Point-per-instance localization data
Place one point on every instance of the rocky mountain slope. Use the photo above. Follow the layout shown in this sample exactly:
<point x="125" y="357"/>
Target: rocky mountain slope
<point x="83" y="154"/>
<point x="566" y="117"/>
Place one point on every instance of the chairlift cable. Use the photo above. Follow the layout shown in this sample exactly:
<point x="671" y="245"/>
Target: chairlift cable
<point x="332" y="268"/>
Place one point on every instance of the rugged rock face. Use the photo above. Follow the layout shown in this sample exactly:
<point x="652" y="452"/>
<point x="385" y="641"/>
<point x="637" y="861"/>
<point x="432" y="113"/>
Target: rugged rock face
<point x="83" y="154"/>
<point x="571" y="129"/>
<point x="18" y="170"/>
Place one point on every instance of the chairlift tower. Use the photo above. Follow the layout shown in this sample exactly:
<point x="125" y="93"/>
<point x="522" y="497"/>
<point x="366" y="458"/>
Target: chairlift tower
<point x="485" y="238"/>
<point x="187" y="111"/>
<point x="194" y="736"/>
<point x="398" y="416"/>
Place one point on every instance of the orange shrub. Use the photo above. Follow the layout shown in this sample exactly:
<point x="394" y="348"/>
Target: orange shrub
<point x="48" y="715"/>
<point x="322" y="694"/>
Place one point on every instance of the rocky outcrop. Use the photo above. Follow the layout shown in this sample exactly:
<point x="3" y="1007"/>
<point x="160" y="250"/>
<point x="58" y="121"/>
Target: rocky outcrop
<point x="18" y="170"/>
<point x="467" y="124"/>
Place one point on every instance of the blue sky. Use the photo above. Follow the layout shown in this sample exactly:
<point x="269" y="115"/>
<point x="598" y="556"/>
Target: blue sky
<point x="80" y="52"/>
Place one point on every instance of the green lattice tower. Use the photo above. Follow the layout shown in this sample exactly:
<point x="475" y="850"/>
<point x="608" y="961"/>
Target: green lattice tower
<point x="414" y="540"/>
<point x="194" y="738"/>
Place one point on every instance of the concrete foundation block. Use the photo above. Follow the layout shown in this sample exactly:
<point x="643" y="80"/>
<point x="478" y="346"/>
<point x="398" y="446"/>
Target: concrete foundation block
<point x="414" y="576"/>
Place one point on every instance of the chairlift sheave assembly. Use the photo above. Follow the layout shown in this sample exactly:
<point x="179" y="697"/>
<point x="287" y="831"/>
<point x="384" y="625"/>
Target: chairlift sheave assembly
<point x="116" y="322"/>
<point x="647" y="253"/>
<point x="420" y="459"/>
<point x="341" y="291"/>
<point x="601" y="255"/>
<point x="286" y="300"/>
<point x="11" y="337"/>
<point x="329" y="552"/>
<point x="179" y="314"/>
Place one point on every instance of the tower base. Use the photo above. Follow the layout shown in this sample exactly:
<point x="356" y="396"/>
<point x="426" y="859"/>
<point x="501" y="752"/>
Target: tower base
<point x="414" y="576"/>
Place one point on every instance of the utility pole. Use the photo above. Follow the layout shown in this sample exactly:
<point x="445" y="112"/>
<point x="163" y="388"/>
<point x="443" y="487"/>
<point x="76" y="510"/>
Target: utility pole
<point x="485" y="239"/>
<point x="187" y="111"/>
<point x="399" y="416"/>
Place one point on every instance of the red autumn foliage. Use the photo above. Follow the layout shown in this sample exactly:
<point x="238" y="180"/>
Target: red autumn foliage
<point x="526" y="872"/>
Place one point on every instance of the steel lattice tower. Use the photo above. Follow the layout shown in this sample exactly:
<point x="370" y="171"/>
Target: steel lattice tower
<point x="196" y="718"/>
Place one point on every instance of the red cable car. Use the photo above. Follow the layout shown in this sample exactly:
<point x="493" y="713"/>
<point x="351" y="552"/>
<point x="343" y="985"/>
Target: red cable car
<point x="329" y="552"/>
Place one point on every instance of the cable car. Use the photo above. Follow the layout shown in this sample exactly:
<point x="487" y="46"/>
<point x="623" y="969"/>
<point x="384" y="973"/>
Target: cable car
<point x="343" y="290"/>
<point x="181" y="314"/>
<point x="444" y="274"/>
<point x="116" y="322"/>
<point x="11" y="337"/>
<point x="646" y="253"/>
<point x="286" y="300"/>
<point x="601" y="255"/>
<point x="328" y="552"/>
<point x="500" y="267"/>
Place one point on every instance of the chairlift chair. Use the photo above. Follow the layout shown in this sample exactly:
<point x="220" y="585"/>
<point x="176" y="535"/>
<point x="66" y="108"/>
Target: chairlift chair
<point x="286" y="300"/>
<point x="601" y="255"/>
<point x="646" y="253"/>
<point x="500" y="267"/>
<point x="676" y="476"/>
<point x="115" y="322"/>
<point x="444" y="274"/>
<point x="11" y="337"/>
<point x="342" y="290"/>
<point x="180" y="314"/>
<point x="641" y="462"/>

Problem:
Return every record, leaving each line exactly as it was given.

Answer space:
Place one point on every instance of the rocky mountain slope. Use the photo above. Follow the layout shown in this sample exactly:
<point x="125" y="357"/>
Target: rocky mountain slope
<point x="83" y="154"/>
<point x="566" y="117"/>
Place one point on every instance of the chairlift cable. Use the photo above. Follow the layout shown in this sample exactly:
<point x="671" y="245"/>
Target: chairlift cable
<point x="332" y="268"/>
Place one point on every instance of the rugged rock face. Use the photo above. Follow the layout shown in this sample exactly:
<point x="652" y="452"/>
<point x="385" y="641"/>
<point x="637" y="861"/>
<point x="432" y="113"/>
Target: rugged rock face
<point x="83" y="154"/>
<point x="571" y="129"/>
<point x="18" y="170"/>
Place one point on every instance of the chairlift tower. Use the photo above. Follow the layout shown in this sample exactly:
<point x="125" y="93"/>
<point x="522" y="497"/>
<point x="366" y="458"/>
Target: chairlift tower
<point x="485" y="238"/>
<point x="187" y="111"/>
<point x="194" y="736"/>
<point x="398" y="416"/>
Place one point on every instance of the orange shrub. Use the photo above. Follow the layout shown in this sample exactly:
<point x="394" y="348"/>
Target: orange shrub
<point x="48" y="715"/>
<point x="322" y="694"/>
Place one point on every instance of the rocky outcrop. Use the photo above. Follow the layout shown in this sample exactly:
<point x="3" y="1007"/>
<point x="160" y="250"/>
<point x="58" y="121"/>
Target: rocky outcrop
<point x="18" y="170"/>
<point x="467" y="124"/>
Place one point on every instance of the blue sky. Use the photo above. Follow the layout shown in this sample exactly:
<point x="269" y="115"/>
<point x="598" y="556"/>
Target: blue sky
<point x="80" y="52"/>
Place one point on every instance of the green lattice tower. Use the photo above. Follow the layout shown in this sample exactly:
<point x="475" y="850"/>
<point x="608" y="961"/>
Target: green lattice tower
<point x="414" y="540"/>
<point x="194" y="738"/>
Place one point on every instance of the concrete foundation block. Use the photo above. Follow the layout shown in this sample exactly:
<point x="643" y="80"/>
<point x="478" y="346"/>
<point x="398" y="446"/>
Target: concrete foundation block
<point x="414" y="576"/>
Place one point on every instance of the chairlift sheave assembly. Use the photo above. Follow the layout shown in this sample exactly:
<point x="179" y="697"/>
<point x="287" y="831"/>
<point x="384" y="625"/>
Target: chairlift sheave assembly
<point x="116" y="322"/>
<point x="647" y="253"/>
<point x="420" y="459"/>
<point x="341" y="291"/>
<point x="601" y="255"/>
<point x="286" y="300"/>
<point x="11" y="337"/>
<point x="329" y="552"/>
<point x="179" y="314"/>
Place one point on every instance of the tower base. Use the photo above. Follow the layout shown in this sample exactly:
<point x="356" y="396"/>
<point x="426" y="859"/>
<point x="501" y="752"/>
Target: tower base
<point x="414" y="576"/>
Place one point on every instance of the utility pole. Use the photo above. Follow the layout shown in this sample exactly:
<point x="445" y="112"/>
<point x="163" y="388"/>
<point x="443" y="487"/>
<point x="76" y="510"/>
Target: utility pole
<point x="485" y="239"/>
<point x="187" y="111"/>
<point x="399" y="416"/>
Place one point on every instance of the red autumn foliage. Use the photo above. Follow the layout shown in this sample exactly:
<point x="238" y="180"/>
Target: red autumn foliage
<point x="526" y="872"/>
Place one point on every instance of the steel lattice tower. Use the photo above. Follow the layout shown in this sample exactly:
<point x="370" y="171"/>
Target: steel lattice tower
<point x="196" y="718"/>
Place one point on every instance of the red cable car. Use the photo above. Follow the layout shown in this sample exactly:
<point x="493" y="713"/>
<point x="351" y="552"/>
<point x="343" y="985"/>
Target: red cable car
<point x="329" y="552"/>
Place one point on every instance of the cable car. Use the photo above. Follow the layout shown in this sample exactly:
<point x="487" y="46"/>
<point x="623" y="969"/>
<point x="384" y="973"/>
Target: cable car
<point x="343" y="290"/>
<point x="181" y="314"/>
<point x="444" y="274"/>
<point x="116" y="322"/>
<point x="11" y="337"/>
<point x="646" y="253"/>
<point x="286" y="300"/>
<point x="601" y="255"/>
<point x="328" y="552"/>
<point x="500" y="267"/>
Place one point on every instance of the chairlift chair. Use the photo above. Follow the layout shown in this sample exactly:
<point x="220" y="585"/>
<point x="176" y="535"/>
<point x="66" y="108"/>
Target: chairlift chair
<point x="286" y="300"/>
<point x="601" y="255"/>
<point x="646" y="253"/>
<point x="500" y="267"/>
<point x="676" y="476"/>
<point x="115" y="322"/>
<point x="444" y="274"/>
<point x="11" y="337"/>
<point x="342" y="290"/>
<point x="180" y="314"/>
<point x="641" y="462"/>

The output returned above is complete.